STATED GOAL> Copy the items below word for word, starting at the line containing "# test: pointer emits one marker per instance of the white" and continuing through the last line of the items, both ends included.

-- start of RECORD SET --

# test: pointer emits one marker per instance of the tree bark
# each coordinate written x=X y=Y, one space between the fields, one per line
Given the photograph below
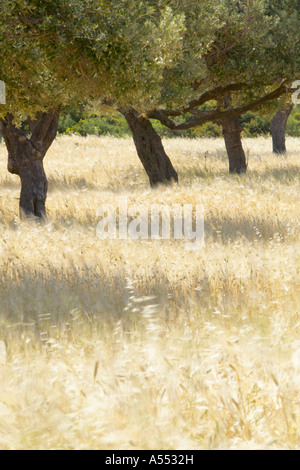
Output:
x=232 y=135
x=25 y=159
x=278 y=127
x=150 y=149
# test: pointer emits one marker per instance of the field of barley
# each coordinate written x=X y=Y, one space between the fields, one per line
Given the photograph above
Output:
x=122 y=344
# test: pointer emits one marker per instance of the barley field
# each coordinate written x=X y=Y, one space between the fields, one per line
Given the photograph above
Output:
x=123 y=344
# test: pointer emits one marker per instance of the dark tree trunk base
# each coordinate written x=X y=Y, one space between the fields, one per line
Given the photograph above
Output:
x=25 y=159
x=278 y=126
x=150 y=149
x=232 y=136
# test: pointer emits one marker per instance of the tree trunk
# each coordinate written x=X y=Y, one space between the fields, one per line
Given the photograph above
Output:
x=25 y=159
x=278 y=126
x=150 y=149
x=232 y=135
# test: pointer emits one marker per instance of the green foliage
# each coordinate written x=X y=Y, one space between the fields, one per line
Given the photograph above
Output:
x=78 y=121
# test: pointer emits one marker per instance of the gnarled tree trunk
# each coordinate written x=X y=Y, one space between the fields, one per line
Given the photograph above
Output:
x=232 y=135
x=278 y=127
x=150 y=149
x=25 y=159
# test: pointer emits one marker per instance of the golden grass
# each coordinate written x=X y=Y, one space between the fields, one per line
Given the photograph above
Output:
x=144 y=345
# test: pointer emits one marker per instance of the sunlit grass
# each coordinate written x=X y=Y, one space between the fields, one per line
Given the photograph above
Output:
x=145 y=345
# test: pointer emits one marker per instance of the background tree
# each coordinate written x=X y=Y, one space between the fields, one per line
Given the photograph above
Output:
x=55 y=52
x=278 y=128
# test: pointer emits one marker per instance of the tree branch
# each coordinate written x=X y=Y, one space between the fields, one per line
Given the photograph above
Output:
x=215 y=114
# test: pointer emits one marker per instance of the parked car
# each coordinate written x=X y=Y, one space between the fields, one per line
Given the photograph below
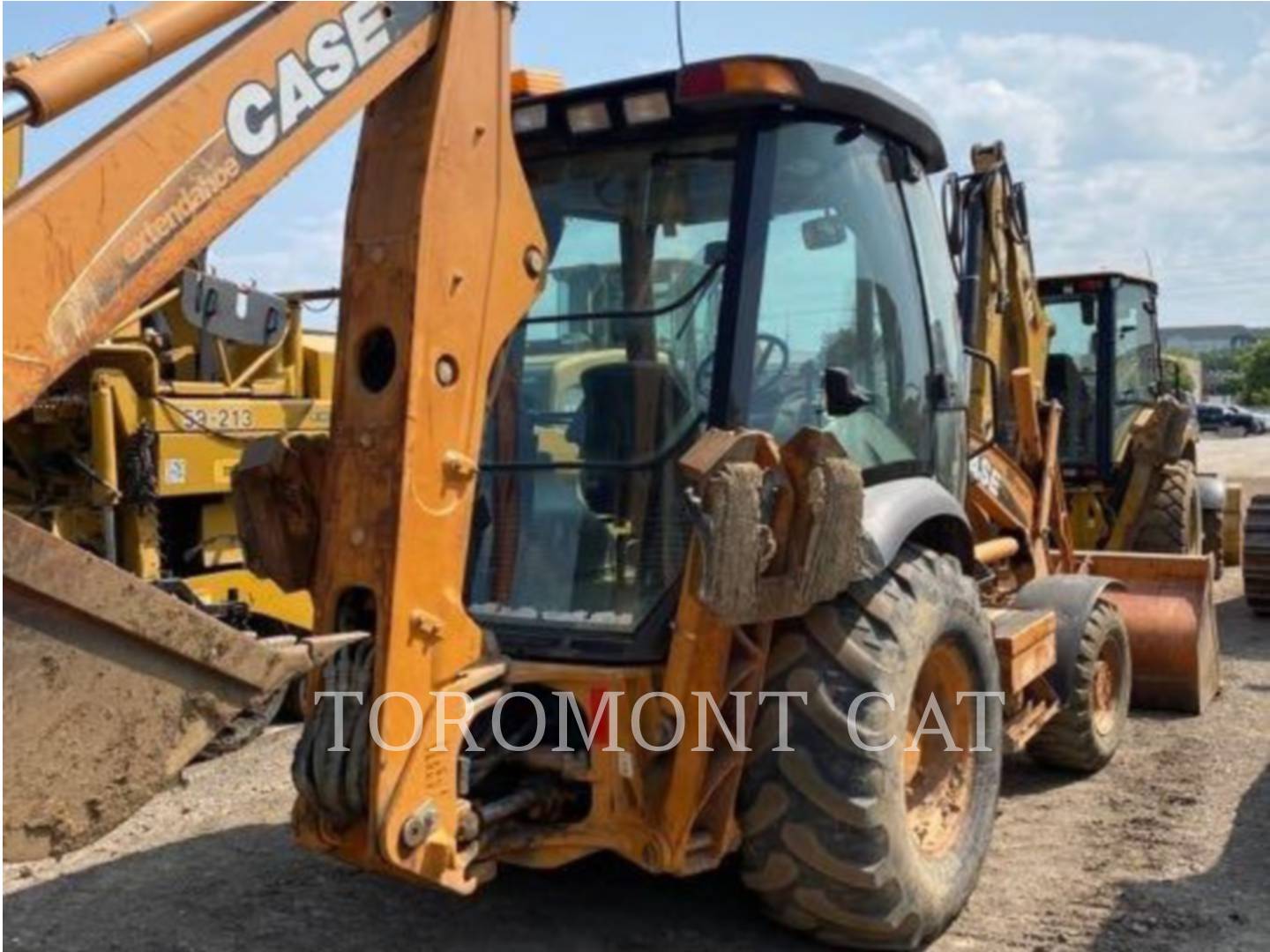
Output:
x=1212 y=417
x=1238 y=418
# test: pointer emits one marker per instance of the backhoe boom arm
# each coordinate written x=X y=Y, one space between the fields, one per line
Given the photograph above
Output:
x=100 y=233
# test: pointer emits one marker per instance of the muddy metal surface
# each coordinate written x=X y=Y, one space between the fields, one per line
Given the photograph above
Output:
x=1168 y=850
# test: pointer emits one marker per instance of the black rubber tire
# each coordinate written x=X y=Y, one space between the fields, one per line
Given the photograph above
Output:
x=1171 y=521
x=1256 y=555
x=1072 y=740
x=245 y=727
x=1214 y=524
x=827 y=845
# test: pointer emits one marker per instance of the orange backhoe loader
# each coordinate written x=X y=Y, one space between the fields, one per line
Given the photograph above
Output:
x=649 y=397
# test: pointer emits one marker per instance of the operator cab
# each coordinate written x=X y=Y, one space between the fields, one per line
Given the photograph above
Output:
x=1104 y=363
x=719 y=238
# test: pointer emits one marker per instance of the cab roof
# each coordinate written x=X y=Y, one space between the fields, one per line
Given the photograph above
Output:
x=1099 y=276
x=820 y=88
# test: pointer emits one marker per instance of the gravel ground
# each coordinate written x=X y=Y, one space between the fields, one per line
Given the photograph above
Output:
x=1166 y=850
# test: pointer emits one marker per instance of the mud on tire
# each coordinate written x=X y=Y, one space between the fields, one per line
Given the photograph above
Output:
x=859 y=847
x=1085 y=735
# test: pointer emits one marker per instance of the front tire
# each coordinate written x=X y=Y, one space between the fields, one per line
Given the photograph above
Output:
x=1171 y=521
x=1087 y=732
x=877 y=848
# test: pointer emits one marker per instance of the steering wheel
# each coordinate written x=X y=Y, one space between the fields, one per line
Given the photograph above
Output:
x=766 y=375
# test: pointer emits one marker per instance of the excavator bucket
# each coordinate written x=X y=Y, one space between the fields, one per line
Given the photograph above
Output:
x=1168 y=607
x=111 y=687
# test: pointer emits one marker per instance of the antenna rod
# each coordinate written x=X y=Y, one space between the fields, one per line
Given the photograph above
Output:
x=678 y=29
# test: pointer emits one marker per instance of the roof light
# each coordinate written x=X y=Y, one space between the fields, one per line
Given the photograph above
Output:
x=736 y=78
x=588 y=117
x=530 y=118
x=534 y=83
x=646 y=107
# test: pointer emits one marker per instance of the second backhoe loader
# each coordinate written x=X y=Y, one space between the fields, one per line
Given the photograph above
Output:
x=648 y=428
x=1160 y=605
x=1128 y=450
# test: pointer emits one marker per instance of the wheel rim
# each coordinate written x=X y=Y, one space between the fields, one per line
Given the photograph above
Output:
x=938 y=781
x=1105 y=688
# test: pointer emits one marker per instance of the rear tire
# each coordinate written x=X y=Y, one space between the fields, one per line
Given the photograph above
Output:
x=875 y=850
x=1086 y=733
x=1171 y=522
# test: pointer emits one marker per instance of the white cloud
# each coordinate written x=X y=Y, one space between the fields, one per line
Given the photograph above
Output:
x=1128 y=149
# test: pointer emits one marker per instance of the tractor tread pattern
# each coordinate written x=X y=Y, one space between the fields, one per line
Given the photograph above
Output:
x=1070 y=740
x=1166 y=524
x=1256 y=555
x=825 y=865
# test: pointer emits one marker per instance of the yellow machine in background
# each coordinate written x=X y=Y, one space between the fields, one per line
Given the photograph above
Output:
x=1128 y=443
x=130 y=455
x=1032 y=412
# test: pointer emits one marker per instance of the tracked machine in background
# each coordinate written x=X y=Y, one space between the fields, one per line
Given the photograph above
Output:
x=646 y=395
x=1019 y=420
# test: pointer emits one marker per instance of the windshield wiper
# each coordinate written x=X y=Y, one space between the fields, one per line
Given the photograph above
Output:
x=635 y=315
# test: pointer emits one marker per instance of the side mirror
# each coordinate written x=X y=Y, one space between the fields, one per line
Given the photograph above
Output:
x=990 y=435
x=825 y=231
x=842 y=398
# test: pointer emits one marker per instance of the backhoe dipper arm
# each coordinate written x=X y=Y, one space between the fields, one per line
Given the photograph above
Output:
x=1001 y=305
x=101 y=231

-- end of RECORD SET --

THE RESULT>
# test: pointer emits one marker per instance of the white cloud
# each coordinate written x=X y=Y, one space between the fields, one per line
Given the photograph above
Output:
x=1128 y=149
# test: pointer emits one marker per instance of the tractor tread pattern
# each coordinate written x=X y=Y, one space between the fields, one per line
Given the photograph above
Output:
x=1070 y=740
x=1166 y=524
x=1256 y=555
x=825 y=865
# test: pointer emits one marker per instance of the yellow machine in background
# each coordinate written x=X y=Y, one space between the fields, one per line
Given the photograph above
Output:
x=1128 y=443
x=130 y=455
x=1032 y=412
# test: pointer emits one marker per instance of the tracked machine in background
# each coordinate written x=X y=Y, one space between the fields, one per line
Given the photograph above
Output:
x=646 y=395
x=1019 y=420
# test: pointer emits one marker per instance of the windshield wiper
# each coordinate written x=X y=Y, one space between the fields, one per line
Given the photograph above
Output:
x=635 y=315
# test: pointer emits one marker per instance of the side mirror
# each coordinate written x=X y=Y, one space between the fields, one per line
Given the photograph above
Output:
x=990 y=435
x=825 y=231
x=842 y=398
# test: pointer emits one marker per instance of the backhoe dipper arm
# each coordinate written x=X y=Y, one space between the fields, one per line
Given the photograph above
Output:
x=1001 y=305
x=101 y=231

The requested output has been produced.